■ Source material

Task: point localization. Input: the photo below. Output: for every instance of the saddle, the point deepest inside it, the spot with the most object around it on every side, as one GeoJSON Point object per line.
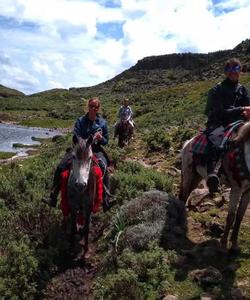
{"type": "Point", "coordinates": [199, 145]}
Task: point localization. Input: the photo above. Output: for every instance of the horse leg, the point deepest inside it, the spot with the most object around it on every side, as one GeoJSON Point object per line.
{"type": "Point", "coordinates": [235, 195]}
{"type": "Point", "coordinates": [240, 214]}
{"type": "Point", "coordinates": [73, 229]}
{"type": "Point", "coordinates": [193, 185]}
{"type": "Point", "coordinates": [86, 235]}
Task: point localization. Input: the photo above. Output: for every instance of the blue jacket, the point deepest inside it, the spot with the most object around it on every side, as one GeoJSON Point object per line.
{"type": "Point", "coordinates": [84, 127]}
{"type": "Point", "coordinates": [225, 103]}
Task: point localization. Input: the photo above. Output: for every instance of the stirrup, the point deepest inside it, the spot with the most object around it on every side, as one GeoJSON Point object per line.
{"type": "Point", "coordinates": [213, 183]}
{"type": "Point", "coordinates": [49, 201]}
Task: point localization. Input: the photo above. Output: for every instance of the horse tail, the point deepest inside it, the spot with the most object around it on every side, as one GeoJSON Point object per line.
{"type": "Point", "coordinates": [187, 172]}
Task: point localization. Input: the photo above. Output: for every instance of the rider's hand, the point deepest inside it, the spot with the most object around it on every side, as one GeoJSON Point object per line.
{"type": "Point", "coordinates": [246, 112]}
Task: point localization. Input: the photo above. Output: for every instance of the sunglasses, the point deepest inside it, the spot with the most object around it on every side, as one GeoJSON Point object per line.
{"type": "Point", "coordinates": [234, 69]}
{"type": "Point", "coordinates": [94, 106]}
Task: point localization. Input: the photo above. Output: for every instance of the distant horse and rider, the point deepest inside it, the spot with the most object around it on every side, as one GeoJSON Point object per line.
{"type": "Point", "coordinates": [224, 147]}
{"type": "Point", "coordinates": [124, 127]}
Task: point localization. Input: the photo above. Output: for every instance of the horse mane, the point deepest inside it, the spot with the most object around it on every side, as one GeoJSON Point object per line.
{"type": "Point", "coordinates": [243, 134]}
{"type": "Point", "coordinates": [80, 147]}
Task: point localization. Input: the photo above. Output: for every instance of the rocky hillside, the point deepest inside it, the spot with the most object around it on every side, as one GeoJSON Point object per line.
{"type": "Point", "coordinates": [6, 92]}
{"type": "Point", "coordinates": [170, 69]}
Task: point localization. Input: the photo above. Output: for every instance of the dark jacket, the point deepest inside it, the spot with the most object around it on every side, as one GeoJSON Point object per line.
{"type": "Point", "coordinates": [84, 127]}
{"type": "Point", "coordinates": [225, 103]}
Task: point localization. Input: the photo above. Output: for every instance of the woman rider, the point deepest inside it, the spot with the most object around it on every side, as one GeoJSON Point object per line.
{"type": "Point", "coordinates": [91, 123]}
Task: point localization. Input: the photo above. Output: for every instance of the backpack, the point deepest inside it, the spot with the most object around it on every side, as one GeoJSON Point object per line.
{"type": "Point", "coordinates": [218, 86]}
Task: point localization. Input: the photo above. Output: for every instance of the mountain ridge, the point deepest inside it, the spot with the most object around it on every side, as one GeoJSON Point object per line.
{"type": "Point", "coordinates": [160, 70]}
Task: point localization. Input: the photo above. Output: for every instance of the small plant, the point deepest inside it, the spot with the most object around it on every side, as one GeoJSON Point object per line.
{"type": "Point", "coordinates": [158, 140]}
{"type": "Point", "coordinates": [119, 227]}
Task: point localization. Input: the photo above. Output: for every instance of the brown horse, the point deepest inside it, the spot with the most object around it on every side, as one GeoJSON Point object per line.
{"type": "Point", "coordinates": [191, 175]}
{"type": "Point", "coordinates": [125, 132]}
{"type": "Point", "coordinates": [81, 187]}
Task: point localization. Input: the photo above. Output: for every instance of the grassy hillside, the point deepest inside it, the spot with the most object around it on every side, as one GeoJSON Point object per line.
{"type": "Point", "coordinates": [132, 258]}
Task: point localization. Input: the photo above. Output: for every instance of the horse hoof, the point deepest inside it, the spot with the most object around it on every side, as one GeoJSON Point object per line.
{"type": "Point", "coordinates": [223, 244]}
{"type": "Point", "coordinates": [235, 250]}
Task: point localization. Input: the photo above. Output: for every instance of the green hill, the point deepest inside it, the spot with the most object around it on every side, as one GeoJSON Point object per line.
{"type": "Point", "coordinates": [130, 256]}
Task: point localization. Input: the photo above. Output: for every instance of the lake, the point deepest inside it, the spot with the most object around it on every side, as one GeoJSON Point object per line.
{"type": "Point", "coordinates": [10, 134]}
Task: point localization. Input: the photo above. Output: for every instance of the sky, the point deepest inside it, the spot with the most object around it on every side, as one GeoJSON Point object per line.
{"type": "Point", "coordinates": [46, 44]}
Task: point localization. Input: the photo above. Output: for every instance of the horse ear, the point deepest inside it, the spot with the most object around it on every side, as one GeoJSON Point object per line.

■ Prompt
Keep the pictures out of the copy and return the rest of the data above exactly.

■ Correct result
Task: point localization. Input: the photo below. Output: for every instance of the saddle, the point deepest inside it, the spot with the most object around it on every side, as one GeoJSON Point object per line.
{"type": "Point", "coordinates": [199, 145]}
Task: point localization. Input: the photo above. Output: for every instance of the horse leg, the point deepest inside it, the spot with the most object around it on every side, as one GeoJSON Point object per line.
{"type": "Point", "coordinates": [235, 195]}
{"type": "Point", "coordinates": [240, 214]}
{"type": "Point", "coordinates": [73, 229]}
{"type": "Point", "coordinates": [193, 185]}
{"type": "Point", "coordinates": [86, 235]}
Task: point localization. Input: the photo above. Output: for every instance of the blue jacket, the point deepest inside it, the spot with the most object around it on every side, as one GeoJSON Point object per line.
{"type": "Point", "coordinates": [84, 127]}
{"type": "Point", "coordinates": [225, 103]}
Task: point localization. Input: the photo above. Output: for every instance of the stirrup, the point deepest inside it, the spot with the most object around it on every side, as one GeoJSON Point object per line.
{"type": "Point", "coordinates": [213, 183]}
{"type": "Point", "coordinates": [49, 201]}
Task: point localization. Input: the photo above. Output: for every instance of the horse tail, the point deepest inside it, the spot with the most object around it on every side, as one GeoJSON Point object per line.
{"type": "Point", "coordinates": [187, 172]}
Task: point localization. Input: the photo above. Output: for every instance of the rider's hand, the point deepest inside it, the spot with the most object around it on every side, as one GeoJSON Point object per line.
{"type": "Point", "coordinates": [246, 112]}
Task: point localization. Input: the photo above. Output: for every instance of the sunglasses, the point deepest inside it, the spot with the most object around it on every side, as one GeoJSON Point object per line.
{"type": "Point", "coordinates": [234, 69]}
{"type": "Point", "coordinates": [94, 106]}
Task: point localization. Input: the photo above. Output: for every instance of the distant horse and rider, the point deepest inside it, the spot with the most object around it on every side, as one GeoJSON Point object per line.
{"type": "Point", "coordinates": [224, 147]}
{"type": "Point", "coordinates": [124, 127]}
Task: point localization. Input: the photo above. Output: for every instance of the horse mane, the point deepest inside it, the spot with the most object around it on every side, as one GeoJSON Point object per line.
{"type": "Point", "coordinates": [243, 134]}
{"type": "Point", "coordinates": [80, 147]}
Task: point localization. Input: the photo above. Output: for every instance of the rocky hillside, the point deepest inside it, the spot with the most object around it on every side, as one GeoJSON Point object per line.
{"type": "Point", "coordinates": [6, 92]}
{"type": "Point", "coordinates": [170, 69]}
Task: point localization. Input: the photo above. Output: for every instance of the dark jacket, the point deepest inside it, the spot with the most object around it on every side, as one GeoJSON Point object per line.
{"type": "Point", "coordinates": [84, 127]}
{"type": "Point", "coordinates": [225, 103]}
Task: point localization. Input: the photo above. Output: for every instance of the woman rider, the point deepest inside it, the spot with the most object around it on every side, as one GeoJSON Point object per line.
{"type": "Point", "coordinates": [91, 123]}
Task: point localization. Input: the photo above. Output: for every instance of the backpack, the point deepest inside it, the spot with the most object around it on every side, as one GeoJSON Point object per line.
{"type": "Point", "coordinates": [218, 86]}
Task: point localization. Input: the photo above. Output: for every instance of the mountain ridge, the point deepest inside it, the spot with the most object around it on every side, as one GeoJSON Point object per line.
{"type": "Point", "coordinates": [160, 70]}
Task: point localization. Input: the photo above. Output: for every instance of the small plant, the point deepest inside it, the spot with the most object around it on every side, as one GeoJSON Point object per line.
{"type": "Point", "coordinates": [158, 140]}
{"type": "Point", "coordinates": [119, 227]}
Task: point localization. Input: the photo above. Output: for every instance of the brown horse, the point deepest inside it, the spot with the most object around it on every side, as one GeoJSON Point object per line.
{"type": "Point", "coordinates": [191, 175]}
{"type": "Point", "coordinates": [125, 132]}
{"type": "Point", "coordinates": [81, 187]}
Task: point localization. Input: the photo above. Output: for every instance of the grassy hillside, the point deepest inside it, the spot with the most object around it on every side, as one GeoJSON Point object per line.
{"type": "Point", "coordinates": [132, 258]}
Task: point localization. Input: the photo above. Output: for every instance of the horse hoof, the point deepest inside it, the spot with the most object around it on every side, as one GeoJSON Point object per line.
{"type": "Point", "coordinates": [223, 244]}
{"type": "Point", "coordinates": [235, 250]}
Task: point localization. Input: the photo above. Output: for every instance of the green hill, the point deepest inside it, the spot with the most object around it on every side, as one GeoJSON Point object per line.
{"type": "Point", "coordinates": [130, 256]}
Task: point localization. Input: the photo above. Output: for every instance of the lake, the point deepest inside it, the spot with the most object around it on every side, as one GeoJSON Point object per line.
{"type": "Point", "coordinates": [10, 134]}
Task: point localization. Input: the photo above. Output: for every instance of the sky, the point deepest inside it, the spot with the most object around it on every side, as one GeoJSON Point object per line.
{"type": "Point", "coordinates": [46, 44]}
Task: point localization. Input: the photo above. Output: for every instance of the horse ear, the point deepest inside it, the spot with the most object around it on every side, as one GeoJSON Point object per line.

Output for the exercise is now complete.